▶ _The task_:
Return only the lines starting at the line that contains "of the smartphone" and ending with the final line of the listing; include both endpoints.

▶ _Dataset rows_:
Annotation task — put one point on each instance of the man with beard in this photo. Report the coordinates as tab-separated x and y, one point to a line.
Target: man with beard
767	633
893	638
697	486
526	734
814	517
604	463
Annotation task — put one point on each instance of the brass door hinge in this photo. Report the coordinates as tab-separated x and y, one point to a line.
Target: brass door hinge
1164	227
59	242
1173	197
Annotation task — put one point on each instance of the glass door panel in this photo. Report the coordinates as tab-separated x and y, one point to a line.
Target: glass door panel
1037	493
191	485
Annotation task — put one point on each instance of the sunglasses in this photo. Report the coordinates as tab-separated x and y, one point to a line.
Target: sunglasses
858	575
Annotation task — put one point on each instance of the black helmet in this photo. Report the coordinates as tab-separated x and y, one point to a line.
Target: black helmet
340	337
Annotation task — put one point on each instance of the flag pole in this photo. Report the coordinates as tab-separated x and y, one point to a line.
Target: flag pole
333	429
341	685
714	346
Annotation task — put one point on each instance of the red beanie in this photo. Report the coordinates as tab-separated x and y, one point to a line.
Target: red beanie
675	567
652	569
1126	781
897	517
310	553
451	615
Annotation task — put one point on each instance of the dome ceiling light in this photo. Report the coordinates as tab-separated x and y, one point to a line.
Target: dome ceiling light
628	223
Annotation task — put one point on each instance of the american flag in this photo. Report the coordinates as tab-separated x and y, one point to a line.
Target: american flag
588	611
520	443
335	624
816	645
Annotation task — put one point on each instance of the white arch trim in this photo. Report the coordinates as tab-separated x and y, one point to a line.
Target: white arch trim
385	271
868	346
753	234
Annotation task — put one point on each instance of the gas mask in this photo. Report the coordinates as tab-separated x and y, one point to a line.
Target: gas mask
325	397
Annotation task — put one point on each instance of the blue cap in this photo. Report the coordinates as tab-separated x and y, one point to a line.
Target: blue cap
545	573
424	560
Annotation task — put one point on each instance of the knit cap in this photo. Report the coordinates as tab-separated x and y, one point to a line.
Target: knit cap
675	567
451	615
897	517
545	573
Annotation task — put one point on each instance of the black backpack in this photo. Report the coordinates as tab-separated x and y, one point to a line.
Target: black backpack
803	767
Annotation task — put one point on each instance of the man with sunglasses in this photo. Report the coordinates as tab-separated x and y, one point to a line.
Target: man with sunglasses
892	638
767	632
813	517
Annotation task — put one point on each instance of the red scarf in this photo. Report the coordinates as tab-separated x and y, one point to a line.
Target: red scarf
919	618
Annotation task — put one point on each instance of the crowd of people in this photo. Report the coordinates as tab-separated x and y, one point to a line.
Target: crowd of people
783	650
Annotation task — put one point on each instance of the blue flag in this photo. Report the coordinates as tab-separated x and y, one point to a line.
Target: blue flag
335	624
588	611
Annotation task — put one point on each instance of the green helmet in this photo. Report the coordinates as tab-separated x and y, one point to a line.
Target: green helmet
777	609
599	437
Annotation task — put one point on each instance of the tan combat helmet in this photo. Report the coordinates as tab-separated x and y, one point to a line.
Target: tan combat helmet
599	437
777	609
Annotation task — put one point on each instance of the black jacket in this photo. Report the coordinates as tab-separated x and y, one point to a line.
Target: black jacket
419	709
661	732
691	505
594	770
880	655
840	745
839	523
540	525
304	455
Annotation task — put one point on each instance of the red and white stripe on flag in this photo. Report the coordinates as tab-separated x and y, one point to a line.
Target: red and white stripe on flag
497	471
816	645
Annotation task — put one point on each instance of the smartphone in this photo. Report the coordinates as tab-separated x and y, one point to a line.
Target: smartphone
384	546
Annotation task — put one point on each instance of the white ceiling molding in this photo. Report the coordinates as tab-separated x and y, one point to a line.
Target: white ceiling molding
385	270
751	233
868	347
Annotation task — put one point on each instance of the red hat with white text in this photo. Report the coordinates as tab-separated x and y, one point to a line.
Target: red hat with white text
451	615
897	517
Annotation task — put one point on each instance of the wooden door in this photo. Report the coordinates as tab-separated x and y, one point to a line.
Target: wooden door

▶ _Result for this exercise_:
Annotation task — put one point on each instance of the smartphone in this photo. Report the coordinates as tab-separated x and y, one point to a line.
Target: smartphone
384	546
Annotation task — put one point on each instance of the white ceiling molding in this photo. Report the coordinates as tab-separated x and y, one point to a line.
Target: white ceiling molding
385	270
751	233
868	347
Annotation task — put one point on each instance of the red hat with white text in this photo. Report the coordinates as tab-separated x and y, one point to a line.
Target: red hat with white text
451	615
897	517
Annotation task — put one point on each instance of the wooden door in this photo. Report the coordinates as tab-separated x and y, one point to a line.
Target: wooden door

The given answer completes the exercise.